Recast everything from the line containing "Retail shelf scan — the product we're looking for is tundra" down through the line containing "left=537, top=122, right=549, bottom=133" as a two-column CSV with the headers text and answer. Give one row per product sought, put each value in a single quoted field, and replace line breaks with spaces.

Region labeling material
#####

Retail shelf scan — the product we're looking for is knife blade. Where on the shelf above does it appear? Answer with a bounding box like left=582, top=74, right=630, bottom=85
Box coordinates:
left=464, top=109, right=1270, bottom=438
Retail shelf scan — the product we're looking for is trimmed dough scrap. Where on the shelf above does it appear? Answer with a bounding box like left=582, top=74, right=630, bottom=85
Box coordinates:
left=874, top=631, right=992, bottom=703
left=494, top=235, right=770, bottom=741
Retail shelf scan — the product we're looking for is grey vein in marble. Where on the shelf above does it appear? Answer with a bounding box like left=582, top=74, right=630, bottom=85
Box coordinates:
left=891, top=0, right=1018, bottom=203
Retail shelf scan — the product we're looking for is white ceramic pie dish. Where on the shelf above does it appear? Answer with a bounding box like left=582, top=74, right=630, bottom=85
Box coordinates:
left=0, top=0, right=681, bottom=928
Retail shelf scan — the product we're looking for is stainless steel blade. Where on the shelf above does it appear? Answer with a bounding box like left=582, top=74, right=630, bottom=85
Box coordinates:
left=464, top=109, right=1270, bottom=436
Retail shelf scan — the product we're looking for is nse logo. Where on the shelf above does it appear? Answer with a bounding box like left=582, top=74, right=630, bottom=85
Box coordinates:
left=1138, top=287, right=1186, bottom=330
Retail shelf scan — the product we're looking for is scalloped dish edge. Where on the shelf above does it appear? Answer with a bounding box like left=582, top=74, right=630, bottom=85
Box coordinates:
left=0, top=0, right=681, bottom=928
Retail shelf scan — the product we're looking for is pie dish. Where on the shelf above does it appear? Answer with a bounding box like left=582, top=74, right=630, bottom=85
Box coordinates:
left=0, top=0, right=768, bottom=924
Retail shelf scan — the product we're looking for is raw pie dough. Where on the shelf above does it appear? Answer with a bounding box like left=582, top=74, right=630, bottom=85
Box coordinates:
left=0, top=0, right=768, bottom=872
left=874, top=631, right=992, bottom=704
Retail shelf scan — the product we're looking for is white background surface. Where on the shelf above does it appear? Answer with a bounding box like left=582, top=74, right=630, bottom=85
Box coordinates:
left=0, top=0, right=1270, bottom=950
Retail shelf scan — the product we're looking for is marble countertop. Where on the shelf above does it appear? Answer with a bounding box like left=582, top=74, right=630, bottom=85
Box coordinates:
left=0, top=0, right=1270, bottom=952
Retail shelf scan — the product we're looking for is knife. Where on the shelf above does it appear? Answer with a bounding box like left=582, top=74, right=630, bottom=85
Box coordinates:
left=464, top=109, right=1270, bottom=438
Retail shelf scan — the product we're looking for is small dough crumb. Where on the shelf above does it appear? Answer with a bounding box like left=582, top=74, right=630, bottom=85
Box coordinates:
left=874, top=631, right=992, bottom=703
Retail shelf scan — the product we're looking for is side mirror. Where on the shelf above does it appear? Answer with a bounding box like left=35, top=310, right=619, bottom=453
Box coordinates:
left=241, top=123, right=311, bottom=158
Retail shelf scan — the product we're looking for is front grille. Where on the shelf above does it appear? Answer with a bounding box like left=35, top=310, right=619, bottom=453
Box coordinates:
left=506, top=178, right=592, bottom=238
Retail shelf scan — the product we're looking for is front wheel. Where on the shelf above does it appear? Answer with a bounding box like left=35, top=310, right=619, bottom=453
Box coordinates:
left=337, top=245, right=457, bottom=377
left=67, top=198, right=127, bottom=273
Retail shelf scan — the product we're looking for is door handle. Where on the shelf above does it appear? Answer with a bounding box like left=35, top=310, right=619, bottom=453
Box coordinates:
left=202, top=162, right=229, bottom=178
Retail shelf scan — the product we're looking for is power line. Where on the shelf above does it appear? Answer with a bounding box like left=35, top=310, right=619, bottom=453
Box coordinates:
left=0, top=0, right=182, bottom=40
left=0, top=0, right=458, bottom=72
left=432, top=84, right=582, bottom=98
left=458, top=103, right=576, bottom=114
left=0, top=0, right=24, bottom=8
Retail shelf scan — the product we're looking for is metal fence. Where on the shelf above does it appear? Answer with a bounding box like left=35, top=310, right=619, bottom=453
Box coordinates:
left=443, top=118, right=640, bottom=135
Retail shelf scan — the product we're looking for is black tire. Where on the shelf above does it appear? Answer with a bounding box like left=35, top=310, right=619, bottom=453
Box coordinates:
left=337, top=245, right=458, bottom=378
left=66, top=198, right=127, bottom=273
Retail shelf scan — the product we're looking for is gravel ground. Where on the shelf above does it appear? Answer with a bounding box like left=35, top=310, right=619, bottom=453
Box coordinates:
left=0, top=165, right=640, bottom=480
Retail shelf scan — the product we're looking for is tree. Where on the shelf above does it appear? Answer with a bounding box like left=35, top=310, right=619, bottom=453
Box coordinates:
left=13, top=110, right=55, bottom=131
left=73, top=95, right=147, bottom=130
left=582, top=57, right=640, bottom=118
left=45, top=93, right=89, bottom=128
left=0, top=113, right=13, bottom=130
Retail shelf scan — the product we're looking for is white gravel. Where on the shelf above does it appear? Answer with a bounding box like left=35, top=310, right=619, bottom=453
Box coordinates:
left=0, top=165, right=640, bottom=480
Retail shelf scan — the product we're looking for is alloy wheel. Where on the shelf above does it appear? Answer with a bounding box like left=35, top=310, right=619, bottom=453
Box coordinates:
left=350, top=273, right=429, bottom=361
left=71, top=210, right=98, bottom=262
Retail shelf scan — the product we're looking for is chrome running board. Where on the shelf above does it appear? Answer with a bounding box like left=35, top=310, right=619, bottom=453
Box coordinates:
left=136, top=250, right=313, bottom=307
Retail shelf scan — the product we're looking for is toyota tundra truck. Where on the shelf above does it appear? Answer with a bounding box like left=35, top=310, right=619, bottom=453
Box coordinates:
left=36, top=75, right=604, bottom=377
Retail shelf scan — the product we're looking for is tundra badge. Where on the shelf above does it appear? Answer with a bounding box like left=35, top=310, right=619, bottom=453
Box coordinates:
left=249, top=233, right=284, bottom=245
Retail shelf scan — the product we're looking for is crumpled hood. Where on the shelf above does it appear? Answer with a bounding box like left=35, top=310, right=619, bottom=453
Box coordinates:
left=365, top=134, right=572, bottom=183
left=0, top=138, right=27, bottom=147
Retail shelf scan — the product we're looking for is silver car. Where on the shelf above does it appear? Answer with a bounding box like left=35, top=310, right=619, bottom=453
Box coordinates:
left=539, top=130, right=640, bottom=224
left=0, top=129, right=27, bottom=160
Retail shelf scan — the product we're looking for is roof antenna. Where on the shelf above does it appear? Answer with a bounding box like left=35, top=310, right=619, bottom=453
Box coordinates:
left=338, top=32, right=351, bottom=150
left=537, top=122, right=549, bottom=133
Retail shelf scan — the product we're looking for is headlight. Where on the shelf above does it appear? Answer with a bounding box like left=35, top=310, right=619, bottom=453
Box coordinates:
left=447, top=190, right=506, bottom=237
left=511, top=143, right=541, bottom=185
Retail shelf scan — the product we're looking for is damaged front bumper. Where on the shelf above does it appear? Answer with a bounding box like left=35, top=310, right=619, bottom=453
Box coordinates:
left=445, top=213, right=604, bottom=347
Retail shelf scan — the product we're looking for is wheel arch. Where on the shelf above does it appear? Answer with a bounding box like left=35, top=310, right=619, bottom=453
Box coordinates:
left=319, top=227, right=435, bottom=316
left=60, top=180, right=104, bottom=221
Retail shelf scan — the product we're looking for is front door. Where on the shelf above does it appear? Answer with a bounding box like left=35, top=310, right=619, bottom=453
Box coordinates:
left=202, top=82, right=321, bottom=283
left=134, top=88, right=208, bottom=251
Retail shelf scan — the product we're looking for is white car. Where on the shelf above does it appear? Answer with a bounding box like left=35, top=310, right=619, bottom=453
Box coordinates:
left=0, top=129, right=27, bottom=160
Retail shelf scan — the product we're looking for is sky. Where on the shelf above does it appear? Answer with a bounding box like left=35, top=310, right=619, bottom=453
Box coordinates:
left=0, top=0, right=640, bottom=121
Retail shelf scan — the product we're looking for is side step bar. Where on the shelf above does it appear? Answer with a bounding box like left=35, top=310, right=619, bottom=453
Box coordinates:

#####

» **Finished exercise**:
text,answer
"Retail shelf scan — the product we're looking for is tundra badge. Where on the shelf above does it appear? Answer with a bounding box like left=35, top=310, right=619, bottom=453 Box coordinates:","left=249, top=233, right=284, bottom=245"
"Retail shelf scan — the product we're looking for is crumpled hood. Where on the shelf above does it appear? Answer with a bounding box like left=35, top=310, right=619, bottom=453 Box coordinates:","left=365, top=134, right=572, bottom=183 left=0, top=138, right=27, bottom=147"
"Retail shelf scan — the product we're looking for is silver car. Where on the shelf above does it appear? Answer with a bounding box like left=35, top=310, right=619, bottom=453 Box coordinates:","left=539, top=130, right=640, bottom=224 left=0, top=129, right=27, bottom=160"
"Retail shelf scan — the product we're looking for is roof antenna. Where on the shelf above does it appear? Answer with a bounding box like left=35, top=310, right=619, bottom=453 Box coordinates:","left=338, top=32, right=351, bottom=150 left=537, top=122, right=549, bottom=133"